• Exercise goal
Reproduce every one of the items below verbatim, and omit the pictures from your answer.
==== Dataset entries
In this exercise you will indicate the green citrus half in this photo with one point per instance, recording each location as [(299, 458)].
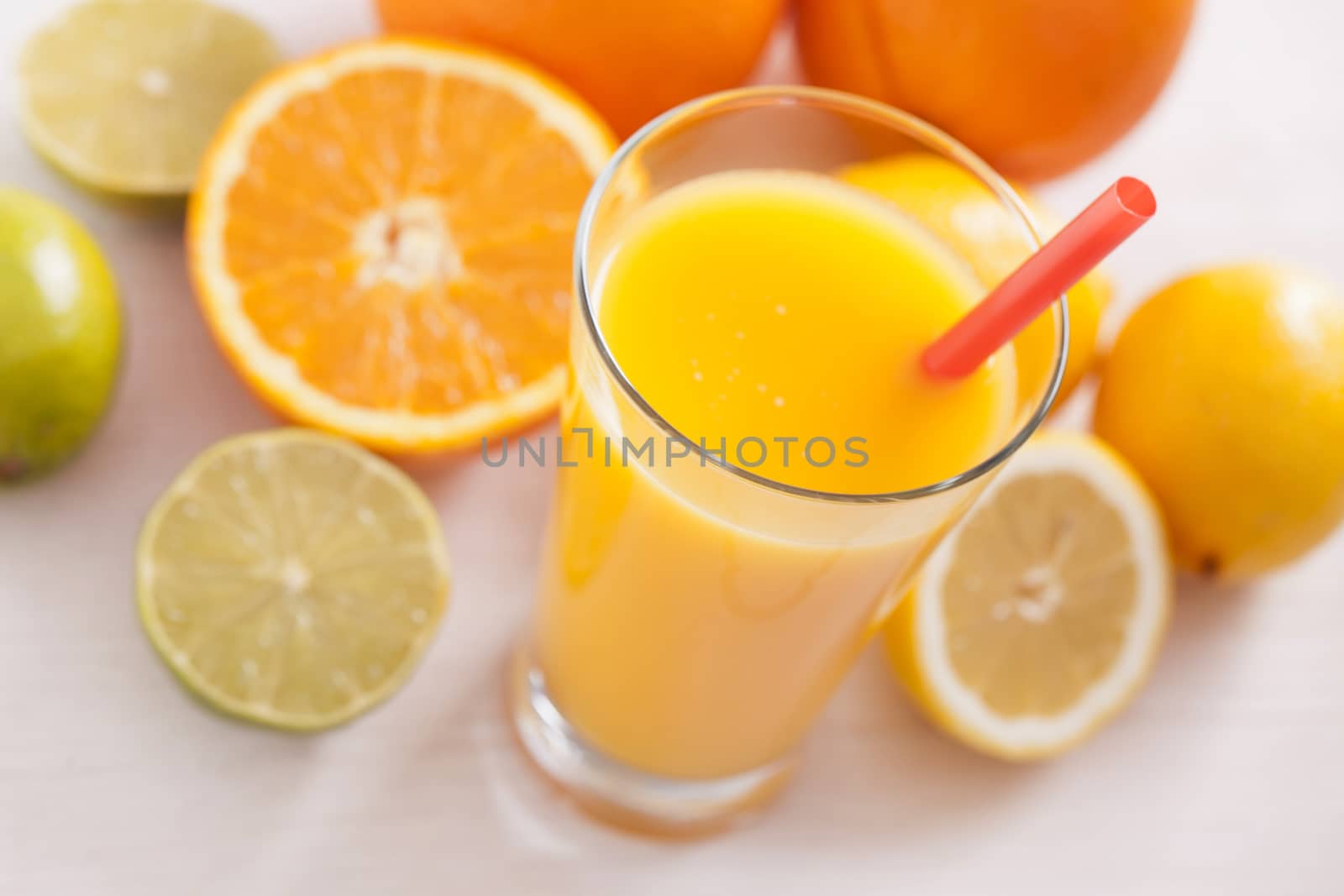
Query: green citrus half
[(125, 94), (292, 578)]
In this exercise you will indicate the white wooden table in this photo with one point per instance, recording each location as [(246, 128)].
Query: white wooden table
[(1226, 777)]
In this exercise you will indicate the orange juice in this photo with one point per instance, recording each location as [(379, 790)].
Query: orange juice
[(692, 622)]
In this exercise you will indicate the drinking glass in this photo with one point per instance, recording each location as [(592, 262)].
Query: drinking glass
[(694, 617)]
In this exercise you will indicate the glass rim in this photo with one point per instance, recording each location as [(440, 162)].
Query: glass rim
[(904, 121)]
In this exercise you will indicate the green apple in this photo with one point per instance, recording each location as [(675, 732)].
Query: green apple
[(60, 336)]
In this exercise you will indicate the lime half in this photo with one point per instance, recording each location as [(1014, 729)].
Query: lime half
[(292, 578), (125, 94)]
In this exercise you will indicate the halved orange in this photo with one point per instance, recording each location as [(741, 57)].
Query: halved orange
[(381, 241)]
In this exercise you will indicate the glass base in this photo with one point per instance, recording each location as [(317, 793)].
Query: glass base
[(617, 793)]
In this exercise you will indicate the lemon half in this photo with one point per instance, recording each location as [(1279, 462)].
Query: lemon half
[(1039, 616)]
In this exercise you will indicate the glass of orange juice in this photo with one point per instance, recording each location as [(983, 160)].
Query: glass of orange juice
[(752, 464)]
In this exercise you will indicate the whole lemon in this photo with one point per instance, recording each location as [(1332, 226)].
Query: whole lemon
[(963, 212), (60, 336), (1226, 391)]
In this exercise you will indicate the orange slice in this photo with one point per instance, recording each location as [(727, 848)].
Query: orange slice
[(381, 241)]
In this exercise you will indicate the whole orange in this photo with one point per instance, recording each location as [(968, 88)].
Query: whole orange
[(631, 60), (1035, 86)]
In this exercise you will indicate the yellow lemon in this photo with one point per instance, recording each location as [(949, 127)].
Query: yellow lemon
[(963, 212), (1226, 391), (1038, 617)]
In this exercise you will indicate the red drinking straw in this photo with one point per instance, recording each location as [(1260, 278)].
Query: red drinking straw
[(1042, 278)]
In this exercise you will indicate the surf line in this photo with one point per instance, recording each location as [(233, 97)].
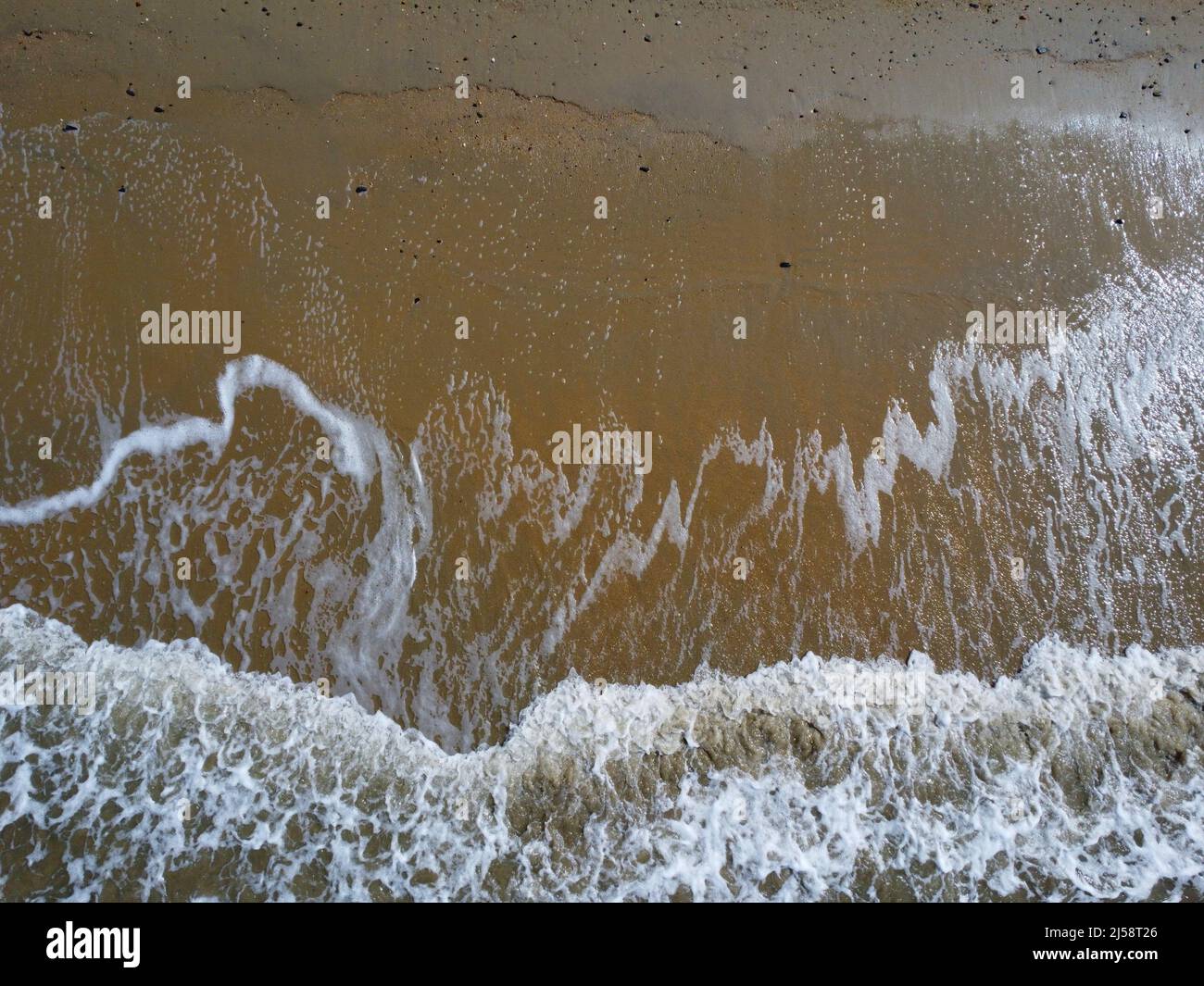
========
• Correct response
In this exercise you will indicate the green citrus half in this photo with one point per instance, recording each location as [(299, 458)].
Query: green citrus half
[(125, 94), (292, 578)]
In this exercise you will indicate the white wooden table in this photo with one point per instance, recording each location as [(246, 128)].
Query: white wooden table
[(1226, 777)]
In this exercise you will indicate the orange juice in this photo with one point per instance, recording each location as [(379, 790)].
Query: orange juice
[(692, 622)]
In this exercise you will indicate the drinking glass in this photo with one point per instance, recording each location as [(592, 262)].
Query: drinking glass
[(694, 617)]
In this exercise you will indicate the glass rim in this photo with one point per instance, recording each location as [(440, 162)].
Query: glass rim
[(904, 121)]
In this exercise you will indicate the green apple in this photo with one point per instance, recording each location as [(675, 732)].
Query: green apple
[(60, 336)]
In this exercise you will indicate the lime half in this photo with one point per instance, recording each location as [(1014, 729)].
Query: lime half
[(292, 578), (125, 94)]
In this exercise you will indicate the halved orange in this photo with one point per instance, recording each location as [(741, 57)].
Query: halved orange
[(381, 241)]
In this exercise you will indicate the glass base in this photo with one point per instance, recording each location as [(317, 793)].
Query: glass base
[(617, 793)]
In this exercise you will indicate the lemon half in this photo with one point per instance, recording each location as [(1279, 462)].
Query: lemon half
[(1039, 616)]
In this exercise you will indicate the glass of orange juice in this photo with one point per instance, recording each location as [(983, 160)].
Query: glass of orange juice
[(752, 464)]
In this exercise you will indicate the whole lemon in this photo with one point per instance, recording each location as [(1332, 226)].
Query: whole lemon
[(963, 212), (60, 336), (1226, 391)]
In this exercise you will indicate the orange slice in this photo with one point per instance, recording each location as [(727, 848)].
Query: orange slice
[(381, 241)]
In this exercise you will indicate the whole orange in this photo with one point per instance, recording each location as [(968, 88)].
Query: whole orange
[(631, 60), (1035, 86)]
In this exercise you will indicate the yellow lemon in this photo with one point per instance, recording each location as [(949, 127)].
Query: yellow lemon
[(963, 212), (1226, 391), (1038, 617)]
In this exercise you will indicate the red drinking straw in this photo with one point per instance, recording each location as [(1260, 278)].
Query: red drinking straw
[(1042, 278)]
In this exercise you will indicate the surf line in this photo with one point per instance, recording each location as [(233, 97)].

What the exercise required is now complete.